-- Challenge 1 --
Pull out every line of the listing that contains the word "position".
-- Challenge 2 --
Take the forum post on goat pack saddles and panniers further, beginning after its final sentence.

# Question about saddles and panniers



## TDG-Farms (Jul 12, 2013)

Howdy,

I picked up 5 saddles and 3 sets of panniers recently. 3 are matching sets (blue, teal and purple) and then 2 solo saddles (hunter orange and red). I also picked up a home made saddle from the rendy. So I find myself with to much equipment and not enough goats to use it all. Currently only have plans to keep two packers (Legion and Fred, now named Darius). But am going to keep 4 saddles in case the bug takes an even bigger hold . Anyways, this leaves me with 2 extra saddles (one of which is the home made one and the other the red saddle). The problem I am having I can not find the color I want for a saddle/pannier set. My herd colors are Maroon/Grey/Black and Id really like to have a maroon set. Does anyone know anyone who might be willing to make a custom colored set? If so I would then also need a set of hunter orange panniers to match my orange saddle. There is a link below to pictures of the saddles and panniers. Not sure who made them but would like to kinda stay in the same kind of "make and model" of both saddle cover and panniers.

-- Task inputs --

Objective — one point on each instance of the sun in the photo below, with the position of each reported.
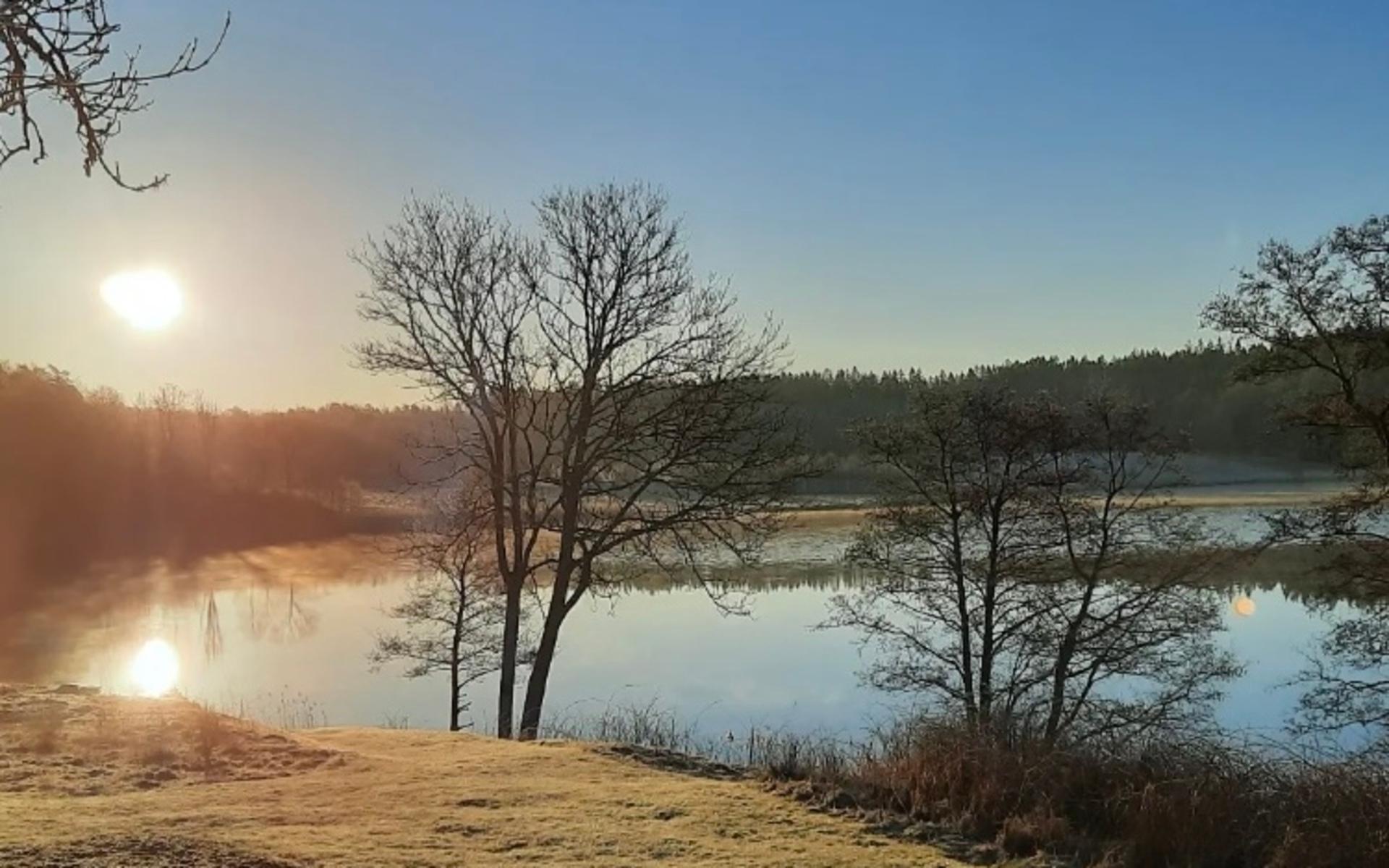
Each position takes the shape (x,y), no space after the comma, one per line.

==

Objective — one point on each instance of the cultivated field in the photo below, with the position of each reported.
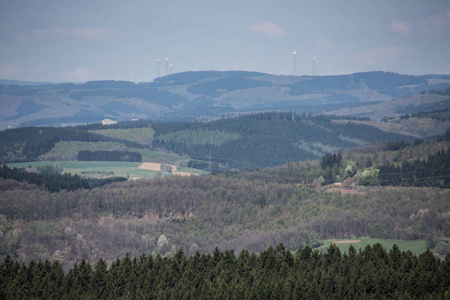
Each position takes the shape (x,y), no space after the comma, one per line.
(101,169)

-- Task output 1 --
Objective — one point on each instance of the sun in the photo below, with the position of each reported.
Each position takes the shape (x,y), no space after the comma, one per line.
Objective — one point on each instance of the cultivated field in the photo below, with the position of each reported.
Each position takes the shape (x,y), no space after the comma, one per line.

-- Task output 2 --
So what I guess I really need to know is, what kind of saddles and panniers do you think these are? Any custom color makers out there? Anyone interested in a home made saddle, a saddle with a red cover, a teal saddle cover and matching panniers? Click the link for a few pictures. Thanks

http://trinitypackgoats.webs.com/apps/p ... d=14132301


----------



## Rex (Nov 30, 2008)

Dave all the gear in your pictures look like it is all from Northwest Packgoats except the flat plywood saddle. That is an old Oyhee wood Saddle.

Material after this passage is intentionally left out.